::: DOCUMENT PASSAGE :::

Claude SDK in Production — The Architecture Decisions We Publish
The exact architecture Routiine runs when embedding Claude into client production systems — caching, tool routing, guardrails, and the gates that keep it safe.
Claude SDK in Production — The Architecture Decisions We Publish
For the technical founder evaluating whether to embed Claude into their product — the specific decisions we make, the specific failure modes we have hit, and the specific reasons we publish this instead of keeping it proprietary.
The Situation
Every month or two, a Dallas founder calls us with a variant of the same request: they want to add AI to their product. The AI is usually Claude. The use case is usually one of four — internal agent (summarize a customer record, draft an email), user-facing assistant (chat in the product), back-office automation (classify an inbound request, route a ticket), or structured data extraction (pull fields out of a document, map to a schema). The founder has already experimented with the API on a side branch. They can get a working prototype in a weekend. They are now trying to get from that weekend prototype to a production feature their customers pay for.

::: PROVIDED DATA :::

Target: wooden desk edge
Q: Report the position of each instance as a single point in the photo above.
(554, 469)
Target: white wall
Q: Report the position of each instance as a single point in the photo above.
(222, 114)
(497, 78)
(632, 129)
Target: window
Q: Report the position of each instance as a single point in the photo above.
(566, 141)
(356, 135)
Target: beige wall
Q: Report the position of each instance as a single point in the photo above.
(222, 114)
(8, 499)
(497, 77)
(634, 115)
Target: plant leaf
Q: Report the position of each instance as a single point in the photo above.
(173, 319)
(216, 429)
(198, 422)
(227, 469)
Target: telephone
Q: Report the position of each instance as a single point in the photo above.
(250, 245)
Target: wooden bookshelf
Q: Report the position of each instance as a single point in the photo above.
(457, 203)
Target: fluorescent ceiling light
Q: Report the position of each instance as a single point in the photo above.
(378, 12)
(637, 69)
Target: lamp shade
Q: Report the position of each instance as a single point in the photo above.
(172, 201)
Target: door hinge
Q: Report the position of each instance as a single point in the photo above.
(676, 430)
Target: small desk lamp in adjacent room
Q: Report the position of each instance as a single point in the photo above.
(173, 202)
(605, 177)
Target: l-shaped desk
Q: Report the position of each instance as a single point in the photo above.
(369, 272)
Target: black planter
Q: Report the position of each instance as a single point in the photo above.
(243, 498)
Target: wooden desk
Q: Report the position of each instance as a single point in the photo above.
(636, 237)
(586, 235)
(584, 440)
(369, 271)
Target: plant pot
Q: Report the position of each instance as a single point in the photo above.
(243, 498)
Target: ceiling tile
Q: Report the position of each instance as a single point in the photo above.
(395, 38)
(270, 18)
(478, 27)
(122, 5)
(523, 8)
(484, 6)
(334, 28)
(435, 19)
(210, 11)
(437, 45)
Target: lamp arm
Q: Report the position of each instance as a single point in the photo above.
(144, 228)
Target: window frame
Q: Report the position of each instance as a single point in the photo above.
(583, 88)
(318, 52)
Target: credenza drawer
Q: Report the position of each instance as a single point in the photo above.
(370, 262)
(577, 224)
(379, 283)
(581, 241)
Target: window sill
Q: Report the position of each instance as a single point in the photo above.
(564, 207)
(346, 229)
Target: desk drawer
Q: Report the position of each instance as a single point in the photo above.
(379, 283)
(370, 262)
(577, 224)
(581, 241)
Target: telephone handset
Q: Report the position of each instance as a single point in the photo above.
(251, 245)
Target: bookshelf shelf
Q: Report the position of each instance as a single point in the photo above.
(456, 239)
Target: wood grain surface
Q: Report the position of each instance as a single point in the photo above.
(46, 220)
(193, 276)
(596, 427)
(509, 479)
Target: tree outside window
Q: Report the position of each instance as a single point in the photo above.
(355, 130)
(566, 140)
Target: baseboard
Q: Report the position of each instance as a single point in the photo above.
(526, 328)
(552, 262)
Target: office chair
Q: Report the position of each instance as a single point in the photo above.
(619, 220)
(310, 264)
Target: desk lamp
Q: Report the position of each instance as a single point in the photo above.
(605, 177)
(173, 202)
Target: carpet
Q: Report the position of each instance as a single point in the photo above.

:::

● **STUDY QUESTIONS**:
(1) Summarize the Claude SDK page in two sentences.
(2) Reproduce the Claude SDK page word for word, from "The Situation" up to and including "customers pay for.".

● **ANSWERS GIVEN**:
(1) The page lays out the architecture Routiine runs when embedding Claude into client production systems, covering caching, tool routing, guardrails, and safety gates, along with the failure modes it has hit and its reasons for publishing this. Every month or two a Dallas founder asks to add AI, usually Claude, for one of four use cases, and having already built a weekend prototype, wants to turn it into a production feature customers pay for.

(2)
The Situation
Every month or two, a Dallas founder calls us with a variant of the same request: they want to add AI to their product. The AI is usually Claude. The use case is usually one of four — internal agent (summarize a customer record, draft an email), user-facing assistant (chat in the product), back-office automation (classify an inbound request, route a ticket), or structured data extraction (pull fields out of a document, map to a schema). The founder has already experimented with the API on a side branch. They can get a working prototype in a weekend. They are now trying to get from that weekend prototype to a production feature their customers pay for.